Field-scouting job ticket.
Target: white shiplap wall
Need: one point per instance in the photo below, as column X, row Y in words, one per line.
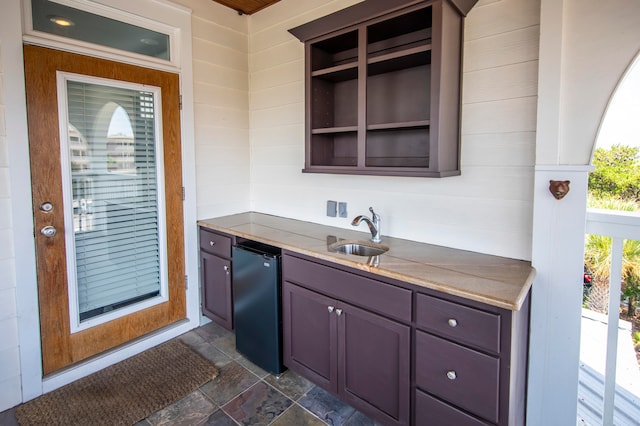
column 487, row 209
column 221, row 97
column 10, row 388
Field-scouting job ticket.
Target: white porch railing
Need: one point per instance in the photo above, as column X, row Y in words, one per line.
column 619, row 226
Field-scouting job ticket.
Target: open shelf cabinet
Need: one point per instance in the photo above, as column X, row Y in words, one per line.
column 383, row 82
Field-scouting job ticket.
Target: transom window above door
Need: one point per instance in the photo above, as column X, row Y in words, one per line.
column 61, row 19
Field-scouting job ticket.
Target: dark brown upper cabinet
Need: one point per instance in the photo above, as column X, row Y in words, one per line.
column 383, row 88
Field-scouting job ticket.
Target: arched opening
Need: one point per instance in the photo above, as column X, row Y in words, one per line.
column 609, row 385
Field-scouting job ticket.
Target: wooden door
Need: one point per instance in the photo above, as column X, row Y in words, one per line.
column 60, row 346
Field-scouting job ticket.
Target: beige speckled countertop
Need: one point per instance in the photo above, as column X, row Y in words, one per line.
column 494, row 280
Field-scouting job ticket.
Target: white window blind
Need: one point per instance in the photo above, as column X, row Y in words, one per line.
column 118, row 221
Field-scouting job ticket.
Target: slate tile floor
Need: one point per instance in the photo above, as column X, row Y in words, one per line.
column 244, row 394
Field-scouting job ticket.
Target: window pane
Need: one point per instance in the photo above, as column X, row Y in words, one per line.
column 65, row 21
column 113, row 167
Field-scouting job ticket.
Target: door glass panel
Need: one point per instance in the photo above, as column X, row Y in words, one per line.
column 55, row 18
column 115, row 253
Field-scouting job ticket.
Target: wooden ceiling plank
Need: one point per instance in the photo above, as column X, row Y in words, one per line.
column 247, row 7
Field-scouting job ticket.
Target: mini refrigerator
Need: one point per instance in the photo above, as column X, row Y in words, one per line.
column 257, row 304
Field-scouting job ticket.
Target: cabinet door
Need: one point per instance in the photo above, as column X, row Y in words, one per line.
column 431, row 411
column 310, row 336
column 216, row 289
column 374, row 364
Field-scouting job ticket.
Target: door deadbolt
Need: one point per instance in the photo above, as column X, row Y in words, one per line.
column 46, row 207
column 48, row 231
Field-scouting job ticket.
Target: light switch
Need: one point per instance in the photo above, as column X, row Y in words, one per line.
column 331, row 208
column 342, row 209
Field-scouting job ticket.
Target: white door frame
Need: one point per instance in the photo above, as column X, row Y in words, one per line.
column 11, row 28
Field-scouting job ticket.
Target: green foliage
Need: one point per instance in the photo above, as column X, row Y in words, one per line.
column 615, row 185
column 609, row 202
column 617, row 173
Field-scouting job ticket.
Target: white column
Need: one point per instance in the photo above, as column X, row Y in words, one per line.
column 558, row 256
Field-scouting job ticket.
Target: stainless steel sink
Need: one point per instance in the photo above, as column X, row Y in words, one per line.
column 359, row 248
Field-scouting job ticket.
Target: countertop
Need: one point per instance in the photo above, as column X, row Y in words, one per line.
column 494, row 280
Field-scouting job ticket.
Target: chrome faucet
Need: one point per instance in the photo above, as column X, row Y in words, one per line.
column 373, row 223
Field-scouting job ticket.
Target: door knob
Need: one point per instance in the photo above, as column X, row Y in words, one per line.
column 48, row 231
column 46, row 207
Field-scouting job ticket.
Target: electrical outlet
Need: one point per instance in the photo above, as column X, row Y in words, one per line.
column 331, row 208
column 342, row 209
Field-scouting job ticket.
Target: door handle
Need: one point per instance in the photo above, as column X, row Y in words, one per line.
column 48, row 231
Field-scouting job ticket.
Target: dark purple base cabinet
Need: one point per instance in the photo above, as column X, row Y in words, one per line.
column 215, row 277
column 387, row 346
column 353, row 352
----------------
■ Set exercise:
Convert all of the records above into a JSON list of strings, with one string for each line and blank lines omitted. Leave the pictures out of the answer.

■ Solution for this task:
[
  "Field-scouting job ticket.",
  "Target: white shiplap wall",
  "Need: one point per instance in the photo below, as column X, row Y in words, one per line.",
  "column 487, row 209",
  "column 221, row 97",
  "column 10, row 388",
  "Field-scouting job ticket.",
  "Target: white porch railing",
  "Need: one point per instance in the photo above, as column X, row Y in words, one per line.",
  "column 619, row 226",
  "Field-scouting job ticket.",
  "Target: open shelf cabinet",
  "Need: one point per instance in the photo above, as column X, row Y in words, one per line.",
  "column 383, row 82",
  "Field-scouting job ticket.",
  "Target: transom window above door",
  "Need: one point per instance in the photo above, as column X, row Y in words, one per line.",
  "column 61, row 19",
  "Field-scouting job ticket.",
  "Target: dark brown upper cabinet",
  "Need: one point per instance in the photo above, as column X, row Y in words, one per line.",
  "column 383, row 88",
  "Field-scouting job ticket.",
  "Target: arched opening",
  "Need: one point per instance in the photo above, as column X, row Y in words, one per line.",
  "column 609, row 385",
  "Field-scouting job ticket.",
  "Target: wooden door",
  "Need: one point per instance in the photo above, as column X, row Y in words, one per line.",
  "column 60, row 346",
  "Field-scouting job ticket.",
  "Target: beige speckled countertop",
  "Need: one point per instance in the photo above, as column X, row Y in words, one per line.",
  "column 494, row 280",
  "Field-scouting job ticket.",
  "Target: white window blind",
  "Need: one point per instance in the photo above, as column X, row Y in words, one per line.",
  "column 118, row 221",
  "Field-scouting job ticket.",
  "Target: slate tile floor",
  "Need: one point per instance in the photo above, as column X, row Y in words, one per line.",
  "column 244, row 394",
  "Field-scouting job ticket.",
  "Target: window pane",
  "Need: one point per instance in the photo above, as column X, row Y in words, one per line.",
  "column 65, row 21",
  "column 113, row 167",
  "Field-scouting job ticket.",
  "Target: door glass panel",
  "Need: one point per instance in the photo above, as column X, row Y in words, one per line.",
  "column 55, row 18",
  "column 115, row 253",
  "Field-scouting job ticket.",
  "Target: wooden ceiling plank",
  "Need: one point per instance in the photo above, as column X, row Y in words, one per line.",
  "column 247, row 7",
  "Field-scouting job ticket.",
  "Target: mini refrigerator",
  "Need: one point per instance in the photo above, as column X, row Y in words, one per line.",
  "column 257, row 304",
  "Field-scouting job ticket.",
  "Target: cabinet door",
  "Need: one point per instance in the photo above, as column X, row Y in words, one per line.",
  "column 431, row 411",
  "column 310, row 336",
  "column 216, row 289",
  "column 374, row 364",
  "Field-scouting job ticket.",
  "Target: door deadbolt",
  "Need: one point per instance in the photo above, as column X, row Y in words, one per line.",
  "column 46, row 207",
  "column 48, row 231",
  "Field-scouting job ticket.",
  "Target: light switch",
  "Need: one point per instance in the photo above, as column X, row Y in words, one per line.",
  "column 331, row 208",
  "column 342, row 209",
  "Field-scouting job ticket.",
  "Target: white door frame",
  "Need: one point per instance in the photo above, as column X, row Y in words, one per line.",
  "column 11, row 28",
  "Field-scouting job ticket.",
  "Target: green foliage",
  "Need: one point per instance in the photo above, as column X, row Y in words, one per line.",
  "column 615, row 185",
  "column 609, row 202",
  "column 617, row 173",
  "Field-scouting job ticket.",
  "Target: white column",
  "Need: one point per instance in the photo above, as column X, row Y in words, one per line.",
  "column 558, row 256",
  "Field-scouting job ticket.",
  "Target: stainless steel sink",
  "Need: one point per instance in the photo above, as column X, row Y in words, one per line.",
  "column 359, row 248",
  "Field-scouting job ticket.",
  "Target: countertop",
  "Need: one point per instance in the photo above, as column X, row Y in words, one per line.",
  "column 494, row 280",
  "Field-scouting job ticket.",
  "Target: chrome faucet",
  "Need: one point per instance in the photo above, as column X, row Y in words, one per line.",
  "column 373, row 223",
  "Field-scouting job ticket.",
  "Target: door knob",
  "Need: one point per instance in the photo above, as column X, row Y in words, one per line.",
  "column 48, row 231",
  "column 46, row 207",
  "Field-scouting job ticket.",
  "Target: electrical outlet",
  "Need: one point per instance in the photo above, as column X, row Y in words, one per line.",
  "column 331, row 208",
  "column 342, row 209",
  "Field-scouting job ticket.",
  "Target: door handle",
  "Need: one point per instance in the photo above, as column X, row Y in words, one per line.",
  "column 48, row 231",
  "Field-scouting job ticket.",
  "Target: dark purple base cabinet",
  "Need: one point per instance in the photo above, as column X, row Y in words, one per line.",
  "column 215, row 277",
  "column 387, row 346",
  "column 353, row 352"
]